• Exercise
Count the lines in the entries below that contain the string "ceramic", and give only that number.

======== Entries shown ========

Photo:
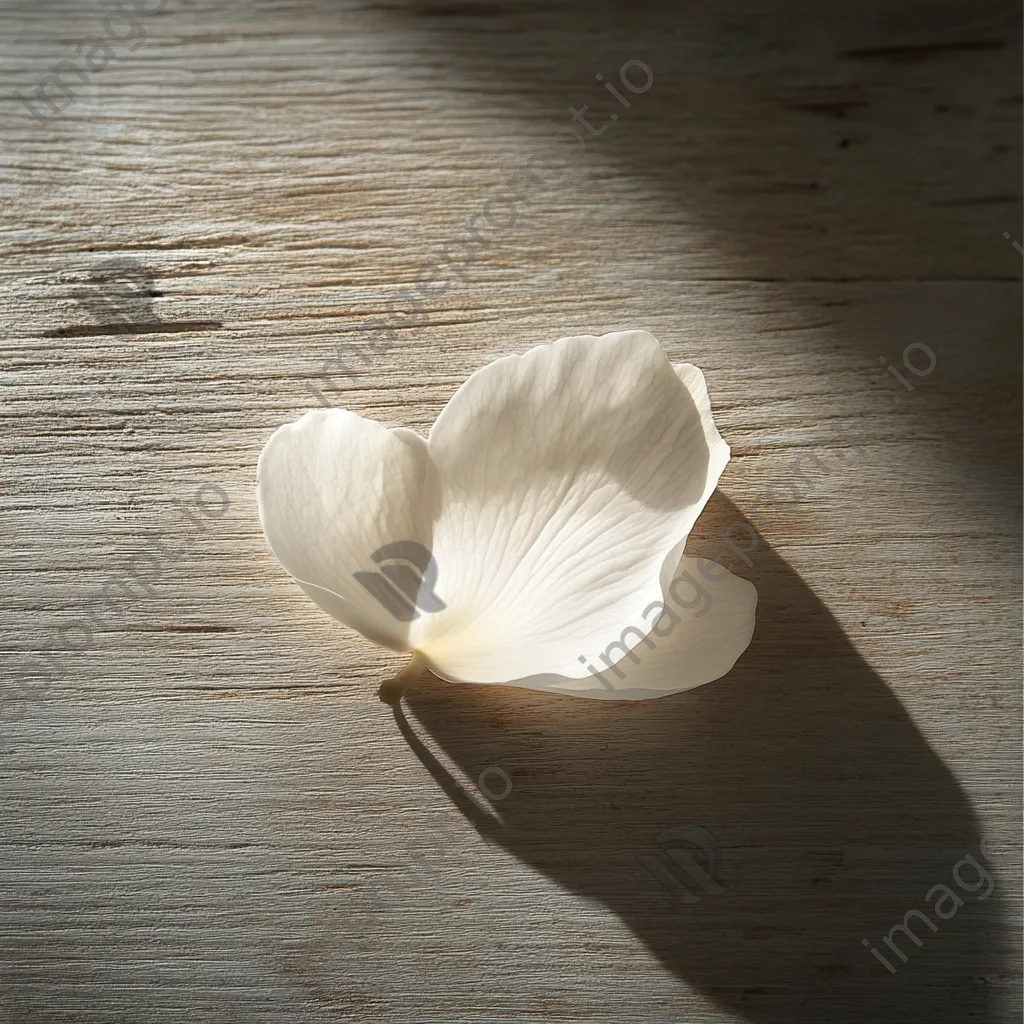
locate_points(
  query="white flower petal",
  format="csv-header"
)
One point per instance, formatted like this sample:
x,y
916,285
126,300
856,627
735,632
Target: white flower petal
x,y
568,476
697,644
334,488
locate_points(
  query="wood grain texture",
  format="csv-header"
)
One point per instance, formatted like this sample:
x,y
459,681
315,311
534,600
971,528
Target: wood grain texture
x,y
205,812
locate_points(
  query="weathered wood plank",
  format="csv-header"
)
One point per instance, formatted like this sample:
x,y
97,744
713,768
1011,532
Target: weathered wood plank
x,y
207,814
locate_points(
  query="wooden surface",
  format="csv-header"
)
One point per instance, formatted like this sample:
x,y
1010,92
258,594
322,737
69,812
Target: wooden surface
x,y
206,814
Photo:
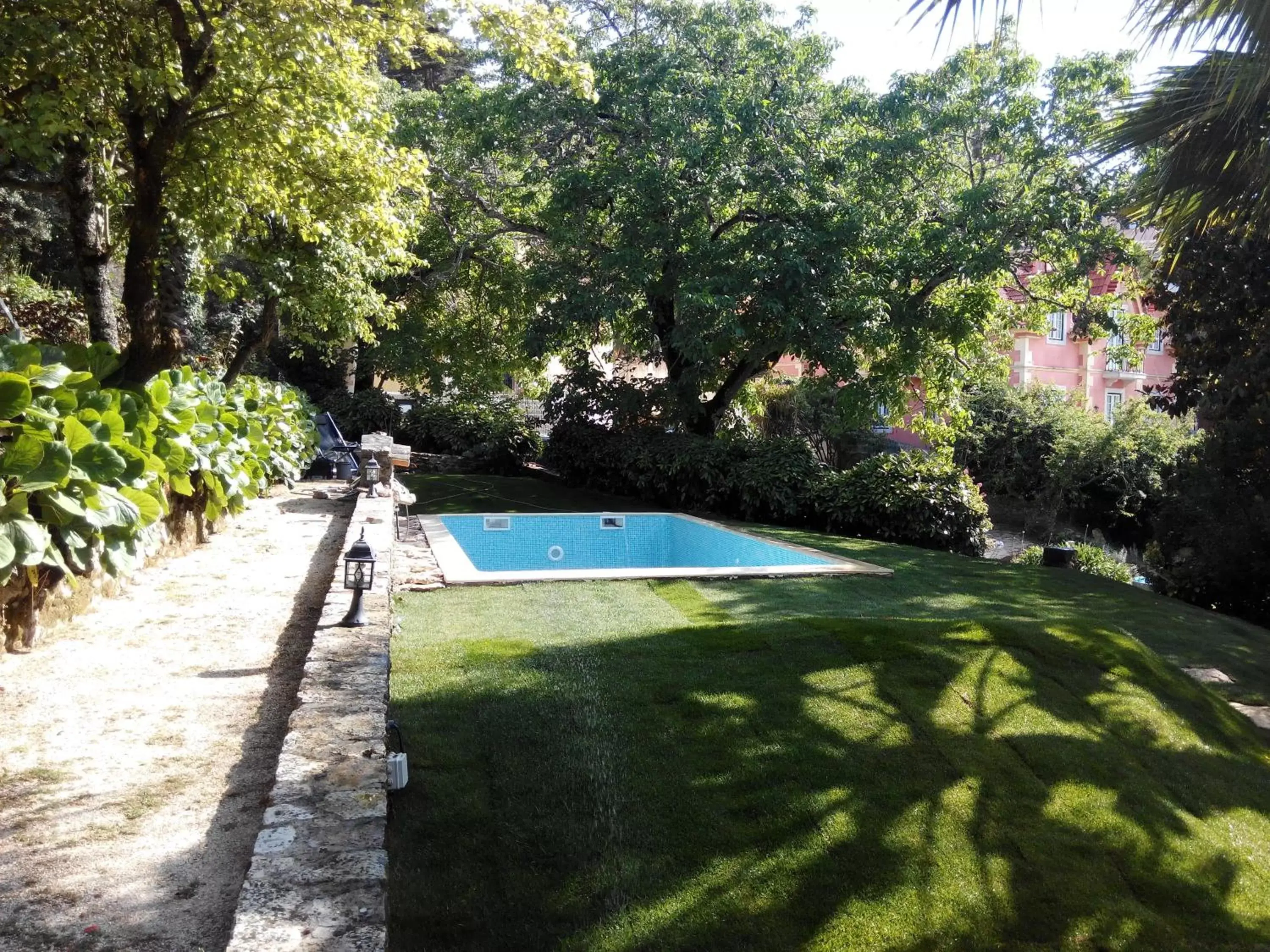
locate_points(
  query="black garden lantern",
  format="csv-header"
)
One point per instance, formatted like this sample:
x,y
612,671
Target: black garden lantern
x,y
359,577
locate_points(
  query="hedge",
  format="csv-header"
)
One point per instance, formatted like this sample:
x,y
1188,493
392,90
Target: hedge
x,y
1090,560
89,471
492,433
906,498
900,498
1039,447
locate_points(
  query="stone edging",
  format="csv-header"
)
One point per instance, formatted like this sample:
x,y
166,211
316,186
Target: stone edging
x,y
319,872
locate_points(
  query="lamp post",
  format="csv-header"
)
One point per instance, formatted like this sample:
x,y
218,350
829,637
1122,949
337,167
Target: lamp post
x,y
359,577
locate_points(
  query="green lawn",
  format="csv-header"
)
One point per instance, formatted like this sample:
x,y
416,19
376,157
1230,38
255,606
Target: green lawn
x,y
966,756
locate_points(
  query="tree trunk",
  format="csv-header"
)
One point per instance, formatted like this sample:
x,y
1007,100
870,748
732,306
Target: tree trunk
x,y
155,344
254,342
91,242
178,304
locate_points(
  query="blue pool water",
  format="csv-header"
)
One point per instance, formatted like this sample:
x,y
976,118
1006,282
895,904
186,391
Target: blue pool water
x,y
578,541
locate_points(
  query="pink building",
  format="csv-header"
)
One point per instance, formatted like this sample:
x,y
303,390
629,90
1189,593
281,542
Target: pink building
x,y
1057,358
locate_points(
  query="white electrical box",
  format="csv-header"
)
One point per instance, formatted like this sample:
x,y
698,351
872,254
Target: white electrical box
x,y
399,771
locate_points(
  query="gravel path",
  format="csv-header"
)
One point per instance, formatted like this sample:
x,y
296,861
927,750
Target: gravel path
x,y
140,740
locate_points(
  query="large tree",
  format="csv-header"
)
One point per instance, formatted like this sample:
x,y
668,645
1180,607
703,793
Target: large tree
x,y
722,204
213,116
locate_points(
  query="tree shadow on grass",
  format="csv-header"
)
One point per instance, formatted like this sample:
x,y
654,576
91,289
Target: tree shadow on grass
x,y
826,784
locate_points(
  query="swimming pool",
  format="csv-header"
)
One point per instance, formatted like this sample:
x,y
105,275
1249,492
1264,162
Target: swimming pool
x,y
506,548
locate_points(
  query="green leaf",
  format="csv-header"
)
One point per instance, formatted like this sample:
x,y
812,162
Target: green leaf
x,y
146,504
14,395
22,456
63,502
107,508
52,471
77,435
113,421
101,462
135,459
160,394
49,377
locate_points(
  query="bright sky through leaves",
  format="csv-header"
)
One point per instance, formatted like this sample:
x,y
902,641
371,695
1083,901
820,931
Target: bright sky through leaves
x,y
878,37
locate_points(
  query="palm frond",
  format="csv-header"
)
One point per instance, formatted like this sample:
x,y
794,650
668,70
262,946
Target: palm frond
x,y
1234,26
949,11
1209,129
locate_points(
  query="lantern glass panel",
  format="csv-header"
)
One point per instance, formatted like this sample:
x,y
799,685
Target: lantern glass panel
x,y
359,574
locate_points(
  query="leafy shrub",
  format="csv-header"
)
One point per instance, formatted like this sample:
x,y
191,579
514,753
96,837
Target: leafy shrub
x,y
813,409
362,412
491,433
1090,560
1212,544
1038,447
906,498
89,473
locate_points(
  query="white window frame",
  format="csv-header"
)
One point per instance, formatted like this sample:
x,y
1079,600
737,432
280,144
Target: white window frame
x,y
1114,341
1061,329
1109,412
882,426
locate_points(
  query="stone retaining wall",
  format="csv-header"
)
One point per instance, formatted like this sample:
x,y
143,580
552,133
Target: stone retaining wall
x,y
318,876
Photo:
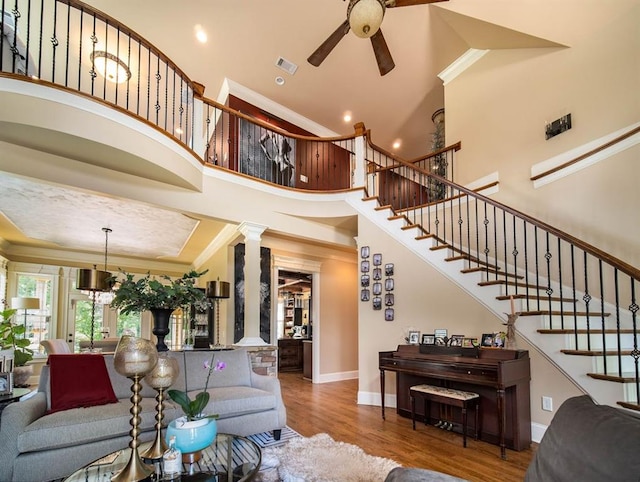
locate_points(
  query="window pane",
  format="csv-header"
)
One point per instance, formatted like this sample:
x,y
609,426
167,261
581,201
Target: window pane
x,y
37,322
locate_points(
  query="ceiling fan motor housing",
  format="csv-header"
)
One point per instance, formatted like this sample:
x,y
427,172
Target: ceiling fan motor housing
x,y
365,16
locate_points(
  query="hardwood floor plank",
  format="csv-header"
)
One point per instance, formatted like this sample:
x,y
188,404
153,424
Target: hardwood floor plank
x,y
331,408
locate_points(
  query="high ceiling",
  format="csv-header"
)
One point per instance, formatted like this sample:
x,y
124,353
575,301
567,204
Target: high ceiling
x,y
245,39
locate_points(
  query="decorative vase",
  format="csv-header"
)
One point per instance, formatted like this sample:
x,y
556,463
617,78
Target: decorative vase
x,y
192,436
21,375
161,319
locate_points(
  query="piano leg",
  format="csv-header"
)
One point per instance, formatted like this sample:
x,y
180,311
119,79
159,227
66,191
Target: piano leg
x,y
382,392
502,422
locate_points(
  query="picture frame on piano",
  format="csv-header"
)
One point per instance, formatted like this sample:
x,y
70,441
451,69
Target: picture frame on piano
x,y
428,339
487,340
469,342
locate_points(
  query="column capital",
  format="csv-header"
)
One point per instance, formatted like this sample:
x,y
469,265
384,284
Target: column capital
x,y
252,231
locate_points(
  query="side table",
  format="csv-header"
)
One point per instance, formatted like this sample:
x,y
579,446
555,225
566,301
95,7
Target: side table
x,y
230,458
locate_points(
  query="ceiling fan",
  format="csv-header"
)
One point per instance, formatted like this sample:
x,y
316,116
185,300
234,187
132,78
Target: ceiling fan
x,y
364,18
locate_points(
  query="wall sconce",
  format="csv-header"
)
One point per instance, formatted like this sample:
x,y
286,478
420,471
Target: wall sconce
x,y
110,67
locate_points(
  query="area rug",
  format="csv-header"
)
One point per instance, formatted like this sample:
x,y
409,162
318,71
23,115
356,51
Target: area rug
x,y
321,459
265,439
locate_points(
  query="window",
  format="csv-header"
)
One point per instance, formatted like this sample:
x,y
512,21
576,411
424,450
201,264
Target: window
x,y
37,322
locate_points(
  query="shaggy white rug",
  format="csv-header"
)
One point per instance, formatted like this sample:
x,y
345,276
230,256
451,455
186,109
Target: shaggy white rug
x,y
321,459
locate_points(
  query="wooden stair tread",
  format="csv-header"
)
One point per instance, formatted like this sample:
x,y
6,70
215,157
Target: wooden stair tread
x,y
581,331
595,352
630,406
625,378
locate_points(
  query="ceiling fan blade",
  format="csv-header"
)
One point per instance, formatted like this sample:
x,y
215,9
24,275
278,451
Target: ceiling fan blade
x,y
317,57
383,56
409,3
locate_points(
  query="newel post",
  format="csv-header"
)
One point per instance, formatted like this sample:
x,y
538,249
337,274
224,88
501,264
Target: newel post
x,y
359,178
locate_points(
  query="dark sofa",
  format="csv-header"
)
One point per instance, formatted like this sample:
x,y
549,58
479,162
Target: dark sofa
x,y
589,443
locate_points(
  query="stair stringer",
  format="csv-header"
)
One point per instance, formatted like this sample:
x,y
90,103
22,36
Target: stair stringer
x,y
575,368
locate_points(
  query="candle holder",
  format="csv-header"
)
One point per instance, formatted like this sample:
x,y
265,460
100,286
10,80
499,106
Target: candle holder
x,y
160,378
134,358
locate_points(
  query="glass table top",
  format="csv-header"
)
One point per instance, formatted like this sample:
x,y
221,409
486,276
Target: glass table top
x,y
230,458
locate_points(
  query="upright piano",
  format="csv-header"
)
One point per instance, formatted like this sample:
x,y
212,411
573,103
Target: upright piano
x,y
501,377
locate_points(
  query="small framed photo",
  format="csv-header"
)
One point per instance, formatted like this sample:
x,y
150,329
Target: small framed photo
x,y
377,288
428,339
487,339
388,314
499,339
469,342
5,383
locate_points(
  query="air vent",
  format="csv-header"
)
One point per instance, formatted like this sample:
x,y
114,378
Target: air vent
x,y
287,66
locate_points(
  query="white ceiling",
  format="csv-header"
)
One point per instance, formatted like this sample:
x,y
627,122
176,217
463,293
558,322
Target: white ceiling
x,y
245,38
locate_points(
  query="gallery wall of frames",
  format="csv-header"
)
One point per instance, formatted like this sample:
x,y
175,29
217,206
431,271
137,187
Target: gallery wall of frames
x,y
377,283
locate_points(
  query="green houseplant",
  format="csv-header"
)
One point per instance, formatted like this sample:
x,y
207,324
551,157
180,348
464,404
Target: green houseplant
x,y
12,337
160,295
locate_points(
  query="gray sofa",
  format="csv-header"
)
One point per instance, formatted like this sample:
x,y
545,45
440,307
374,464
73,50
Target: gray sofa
x,y
38,446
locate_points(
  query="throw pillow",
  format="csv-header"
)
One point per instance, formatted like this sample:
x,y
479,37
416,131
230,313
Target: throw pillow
x,y
79,381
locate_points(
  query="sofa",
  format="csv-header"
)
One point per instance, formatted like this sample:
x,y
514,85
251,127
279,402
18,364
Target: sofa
x,y
37,444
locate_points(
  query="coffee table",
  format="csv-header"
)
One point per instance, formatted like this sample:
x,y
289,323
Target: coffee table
x,y
230,458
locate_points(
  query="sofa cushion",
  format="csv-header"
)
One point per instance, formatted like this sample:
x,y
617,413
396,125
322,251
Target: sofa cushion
x,y
588,442
77,426
237,373
79,381
233,401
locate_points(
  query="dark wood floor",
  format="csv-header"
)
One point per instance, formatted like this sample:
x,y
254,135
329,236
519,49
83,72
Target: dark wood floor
x,y
332,408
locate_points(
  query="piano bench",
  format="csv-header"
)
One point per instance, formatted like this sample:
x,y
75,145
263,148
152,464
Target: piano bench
x,y
445,396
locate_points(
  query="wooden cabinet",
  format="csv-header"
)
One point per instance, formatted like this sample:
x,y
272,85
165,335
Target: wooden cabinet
x,y
307,350
290,354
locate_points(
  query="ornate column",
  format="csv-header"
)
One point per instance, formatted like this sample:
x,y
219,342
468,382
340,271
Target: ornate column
x,y
252,236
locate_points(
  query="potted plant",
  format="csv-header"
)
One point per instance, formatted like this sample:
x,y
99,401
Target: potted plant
x,y
12,339
160,295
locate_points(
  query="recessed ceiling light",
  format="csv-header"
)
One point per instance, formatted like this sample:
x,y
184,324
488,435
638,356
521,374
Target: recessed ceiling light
x,y
201,35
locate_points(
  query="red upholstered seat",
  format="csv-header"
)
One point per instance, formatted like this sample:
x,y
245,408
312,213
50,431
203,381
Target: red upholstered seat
x,y
79,381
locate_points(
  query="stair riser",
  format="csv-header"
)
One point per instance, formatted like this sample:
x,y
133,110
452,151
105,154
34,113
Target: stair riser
x,y
611,340
627,364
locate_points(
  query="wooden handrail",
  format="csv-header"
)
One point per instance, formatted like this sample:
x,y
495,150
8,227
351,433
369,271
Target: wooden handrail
x,y
584,156
622,266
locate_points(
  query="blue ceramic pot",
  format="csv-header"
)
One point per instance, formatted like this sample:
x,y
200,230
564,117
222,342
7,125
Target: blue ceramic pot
x,y
192,436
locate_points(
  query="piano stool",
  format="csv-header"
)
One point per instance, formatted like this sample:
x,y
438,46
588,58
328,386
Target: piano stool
x,y
445,396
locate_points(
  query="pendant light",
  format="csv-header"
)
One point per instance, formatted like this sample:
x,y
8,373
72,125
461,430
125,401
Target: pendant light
x,y
94,281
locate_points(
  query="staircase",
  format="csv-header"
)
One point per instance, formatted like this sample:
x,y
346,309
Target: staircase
x,y
577,305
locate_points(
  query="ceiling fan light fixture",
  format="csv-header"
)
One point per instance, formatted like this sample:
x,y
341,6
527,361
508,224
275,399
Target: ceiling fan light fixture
x,y
110,67
365,16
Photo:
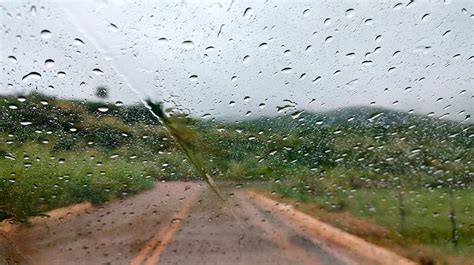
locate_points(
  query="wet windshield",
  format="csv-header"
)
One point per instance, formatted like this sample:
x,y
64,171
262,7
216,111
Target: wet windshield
x,y
236,132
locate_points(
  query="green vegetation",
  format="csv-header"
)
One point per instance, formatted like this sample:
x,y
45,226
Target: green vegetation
x,y
408,173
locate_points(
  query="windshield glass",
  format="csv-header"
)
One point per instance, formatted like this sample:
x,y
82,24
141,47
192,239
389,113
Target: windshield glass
x,y
236,132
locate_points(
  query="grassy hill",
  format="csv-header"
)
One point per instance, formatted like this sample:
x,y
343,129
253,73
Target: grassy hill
x,y
362,160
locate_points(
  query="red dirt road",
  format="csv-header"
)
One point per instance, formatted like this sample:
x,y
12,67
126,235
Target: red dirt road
x,y
185,223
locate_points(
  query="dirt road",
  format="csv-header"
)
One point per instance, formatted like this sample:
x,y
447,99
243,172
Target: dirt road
x,y
184,223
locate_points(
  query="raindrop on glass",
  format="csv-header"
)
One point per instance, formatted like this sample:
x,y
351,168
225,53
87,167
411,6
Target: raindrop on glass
x,y
31,76
97,71
187,45
45,34
49,63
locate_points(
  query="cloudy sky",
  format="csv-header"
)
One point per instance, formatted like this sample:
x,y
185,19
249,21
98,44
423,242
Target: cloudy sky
x,y
245,58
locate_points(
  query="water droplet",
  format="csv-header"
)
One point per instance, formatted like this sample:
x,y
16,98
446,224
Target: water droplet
x,y
46,34
187,45
97,71
248,12
350,55
112,27
33,10
328,39
194,78
369,21
79,42
49,63
425,17
367,63
31,76
350,13
398,6
12,59
162,41
306,12
103,109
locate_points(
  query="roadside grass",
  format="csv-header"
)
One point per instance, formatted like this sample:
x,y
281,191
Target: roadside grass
x,y
374,215
40,179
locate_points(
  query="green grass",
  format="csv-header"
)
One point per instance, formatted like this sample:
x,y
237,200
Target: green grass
x,y
427,218
40,179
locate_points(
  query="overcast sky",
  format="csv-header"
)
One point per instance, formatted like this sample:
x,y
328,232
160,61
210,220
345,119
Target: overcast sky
x,y
238,58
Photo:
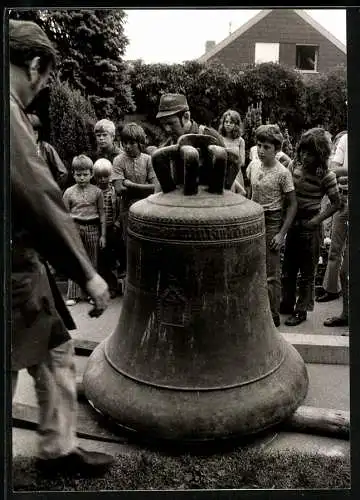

========

• Task result
2